** START INFORMATION PROVIDED **
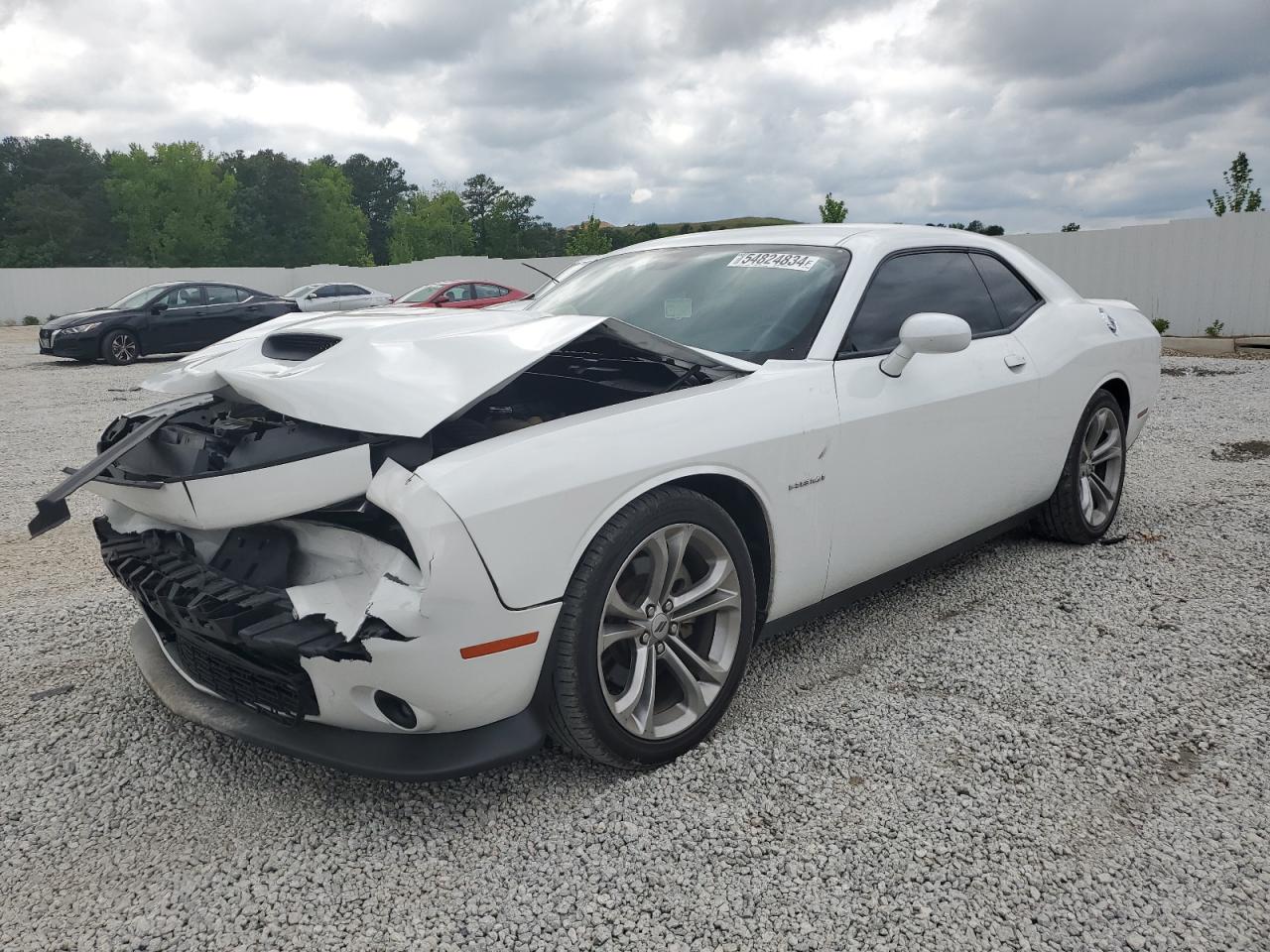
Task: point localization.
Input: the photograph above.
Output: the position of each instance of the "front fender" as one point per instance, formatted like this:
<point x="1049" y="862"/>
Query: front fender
<point x="534" y="500"/>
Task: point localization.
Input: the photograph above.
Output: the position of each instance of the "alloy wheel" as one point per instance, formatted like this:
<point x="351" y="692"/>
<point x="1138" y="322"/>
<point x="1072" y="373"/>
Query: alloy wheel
<point x="123" y="348"/>
<point x="670" y="631"/>
<point x="1101" y="466"/>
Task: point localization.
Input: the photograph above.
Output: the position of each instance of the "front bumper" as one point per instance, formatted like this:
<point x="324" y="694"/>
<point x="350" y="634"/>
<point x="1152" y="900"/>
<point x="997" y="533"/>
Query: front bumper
<point x="75" y="345"/>
<point x="397" y="757"/>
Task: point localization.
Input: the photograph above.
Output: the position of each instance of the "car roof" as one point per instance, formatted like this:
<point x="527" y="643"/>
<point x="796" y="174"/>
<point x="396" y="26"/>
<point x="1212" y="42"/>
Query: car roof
<point x="824" y="235"/>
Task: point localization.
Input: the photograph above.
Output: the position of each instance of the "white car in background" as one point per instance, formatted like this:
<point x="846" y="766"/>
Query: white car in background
<point x="414" y="548"/>
<point x="331" y="296"/>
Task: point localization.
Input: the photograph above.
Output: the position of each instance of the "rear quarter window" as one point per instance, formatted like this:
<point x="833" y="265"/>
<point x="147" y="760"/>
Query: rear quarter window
<point x="1010" y="294"/>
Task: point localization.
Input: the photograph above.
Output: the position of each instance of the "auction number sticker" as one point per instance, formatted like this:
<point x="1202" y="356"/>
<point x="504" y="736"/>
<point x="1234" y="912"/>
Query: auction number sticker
<point x="771" y="259"/>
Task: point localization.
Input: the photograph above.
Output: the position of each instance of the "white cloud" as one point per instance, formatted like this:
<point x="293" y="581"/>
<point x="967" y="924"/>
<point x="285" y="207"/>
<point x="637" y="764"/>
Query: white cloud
<point x="659" y="109"/>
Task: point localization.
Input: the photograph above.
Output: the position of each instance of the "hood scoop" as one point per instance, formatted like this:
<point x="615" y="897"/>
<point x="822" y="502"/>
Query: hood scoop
<point x="296" y="347"/>
<point x="400" y="375"/>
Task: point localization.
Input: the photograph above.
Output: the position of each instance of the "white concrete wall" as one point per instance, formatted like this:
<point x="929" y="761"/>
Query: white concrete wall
<point x="1189" y="272"/>
<point x="45" y="291"/>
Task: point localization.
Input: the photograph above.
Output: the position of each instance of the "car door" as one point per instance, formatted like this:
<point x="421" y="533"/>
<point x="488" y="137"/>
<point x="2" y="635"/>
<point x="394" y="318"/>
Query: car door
<point x="458" y="296"/>
<point x="356" y="296"/>
<point x="327" y="298"/>
<point x="943" y="451"/>
<point x="223" y="313"/>
<point x="486" y="295"/>
<point x="177" y="326"/>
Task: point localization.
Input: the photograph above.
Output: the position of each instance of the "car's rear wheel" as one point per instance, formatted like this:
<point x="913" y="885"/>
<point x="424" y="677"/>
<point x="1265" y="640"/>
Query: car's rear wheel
<point x="1087" y="495"/>
<point x="121" y="347"/>
<point x="654" y="631"/>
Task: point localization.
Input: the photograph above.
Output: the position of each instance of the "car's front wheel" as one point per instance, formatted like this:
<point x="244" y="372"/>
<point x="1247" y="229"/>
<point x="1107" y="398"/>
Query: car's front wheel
<point x="1087" y="495"/>
<point x="654" y="631"/>
<point x="121" y="347"/>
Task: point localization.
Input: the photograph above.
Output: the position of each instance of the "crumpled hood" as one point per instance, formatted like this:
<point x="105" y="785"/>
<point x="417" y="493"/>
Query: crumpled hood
<point x="393" y="371"/>
<point x="70" y="320"/>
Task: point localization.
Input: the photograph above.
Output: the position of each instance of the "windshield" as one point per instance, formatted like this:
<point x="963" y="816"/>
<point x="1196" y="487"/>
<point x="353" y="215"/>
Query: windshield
<point x="136" y="298"/>
<point x="421" y="295"/>
<point x="756" y="302"/>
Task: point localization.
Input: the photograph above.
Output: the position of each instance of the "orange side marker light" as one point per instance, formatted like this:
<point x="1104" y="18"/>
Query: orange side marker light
<point x="492" y="648"/>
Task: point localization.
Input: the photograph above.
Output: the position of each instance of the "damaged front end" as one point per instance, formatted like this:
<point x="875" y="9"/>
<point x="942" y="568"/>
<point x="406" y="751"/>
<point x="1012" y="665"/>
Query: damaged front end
<point x="298" y="566"/>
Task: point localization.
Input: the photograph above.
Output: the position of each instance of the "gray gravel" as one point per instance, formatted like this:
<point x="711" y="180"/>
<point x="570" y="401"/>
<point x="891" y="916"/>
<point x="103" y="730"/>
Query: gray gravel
<point x="1038" y="747"/>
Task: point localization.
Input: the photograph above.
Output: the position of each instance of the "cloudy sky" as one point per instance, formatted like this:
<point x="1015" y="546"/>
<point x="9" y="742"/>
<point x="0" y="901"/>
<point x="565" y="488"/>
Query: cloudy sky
<point x="1024" y="113"/>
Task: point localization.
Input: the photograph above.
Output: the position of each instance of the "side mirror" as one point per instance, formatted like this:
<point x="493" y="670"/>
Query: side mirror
<point x="926" y="334"/>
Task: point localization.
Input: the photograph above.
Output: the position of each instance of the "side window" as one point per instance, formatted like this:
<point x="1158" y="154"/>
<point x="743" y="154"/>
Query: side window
<point x="220" y="295"/>
<point x="189" y="296"/>
<point x="929" y="281"/>
<point x="1014" y="298"/>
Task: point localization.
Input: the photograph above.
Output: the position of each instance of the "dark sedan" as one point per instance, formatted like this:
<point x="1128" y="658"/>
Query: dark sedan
<point x="159" y="318"/>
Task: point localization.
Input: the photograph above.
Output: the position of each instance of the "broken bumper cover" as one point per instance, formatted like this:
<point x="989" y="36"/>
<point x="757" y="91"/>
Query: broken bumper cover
<point x="397" y="757"/>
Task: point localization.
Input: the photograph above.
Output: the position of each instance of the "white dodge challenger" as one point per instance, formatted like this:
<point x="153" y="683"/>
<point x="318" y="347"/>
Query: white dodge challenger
<point x="416" y="548"/>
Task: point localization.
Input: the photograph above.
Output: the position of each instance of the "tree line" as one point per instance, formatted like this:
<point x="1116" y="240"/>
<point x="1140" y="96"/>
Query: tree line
<point x="64" y="203"/>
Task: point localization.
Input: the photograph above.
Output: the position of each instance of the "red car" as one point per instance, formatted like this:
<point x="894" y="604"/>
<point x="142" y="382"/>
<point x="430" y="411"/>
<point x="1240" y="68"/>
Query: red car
<point x="460" y="294"/>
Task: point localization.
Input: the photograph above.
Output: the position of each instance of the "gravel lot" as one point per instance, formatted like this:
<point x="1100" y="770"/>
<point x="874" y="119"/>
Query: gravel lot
<point x="1038" y="747"/>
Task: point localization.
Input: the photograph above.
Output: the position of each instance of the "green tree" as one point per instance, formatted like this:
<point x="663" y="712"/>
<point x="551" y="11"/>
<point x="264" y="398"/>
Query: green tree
<point x="508" y="223"/>
<point x="379" y="186"/>
<point x="430" y="225"/>
<point x="587" y="240"/>
<point x="175" y="207"/>
<point x="1239" y="195"/>
<point x="833" y="211"/>
<point x="270" y="207"/>
<point x="54" y="211"/>
<point x="334" y="227"/>
<point x="480" y="193"/>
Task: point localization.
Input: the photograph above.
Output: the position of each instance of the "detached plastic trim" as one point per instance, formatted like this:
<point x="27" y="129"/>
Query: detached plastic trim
<point x="394" y="757"/>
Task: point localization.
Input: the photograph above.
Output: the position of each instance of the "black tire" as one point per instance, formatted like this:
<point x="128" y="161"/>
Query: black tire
<point x="1064" y="516"/>
<point x="121" y="347"/>
<point x="578" y="714"/>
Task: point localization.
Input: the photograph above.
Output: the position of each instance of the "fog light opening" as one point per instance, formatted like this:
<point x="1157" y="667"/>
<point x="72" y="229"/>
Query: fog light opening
<point x="395" y="710"/>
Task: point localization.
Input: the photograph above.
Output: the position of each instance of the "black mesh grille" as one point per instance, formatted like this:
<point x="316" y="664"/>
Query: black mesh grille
<point x="286" y="696"/>
<point x="296" y="347"/>
<point x="238" y="639"/>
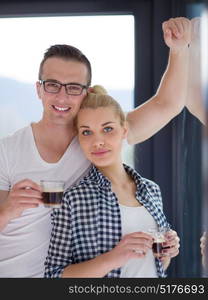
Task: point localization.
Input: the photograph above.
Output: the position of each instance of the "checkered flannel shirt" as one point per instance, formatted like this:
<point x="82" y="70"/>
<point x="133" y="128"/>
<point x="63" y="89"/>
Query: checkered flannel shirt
<point x="89" y="221"/>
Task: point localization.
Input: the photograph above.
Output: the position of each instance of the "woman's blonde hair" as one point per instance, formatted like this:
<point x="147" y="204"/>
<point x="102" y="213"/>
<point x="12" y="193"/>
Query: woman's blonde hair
<point x="98" y="97"/>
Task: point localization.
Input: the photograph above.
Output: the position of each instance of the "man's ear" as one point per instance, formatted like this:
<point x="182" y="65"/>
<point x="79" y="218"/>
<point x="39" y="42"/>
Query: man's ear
<point x="126" y="129"/>
<point x="90" y="89"/>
** END INFORMATION PROVIDED **
### GIVEN REQUEST
Copy out each line of the listing above that contains the word "auction", listing them in their original order.

### FULL OUTPUT
Output: the position of each instance of the "auction number sticker" as one point per instance, formatted like this:
Query: auction number sticker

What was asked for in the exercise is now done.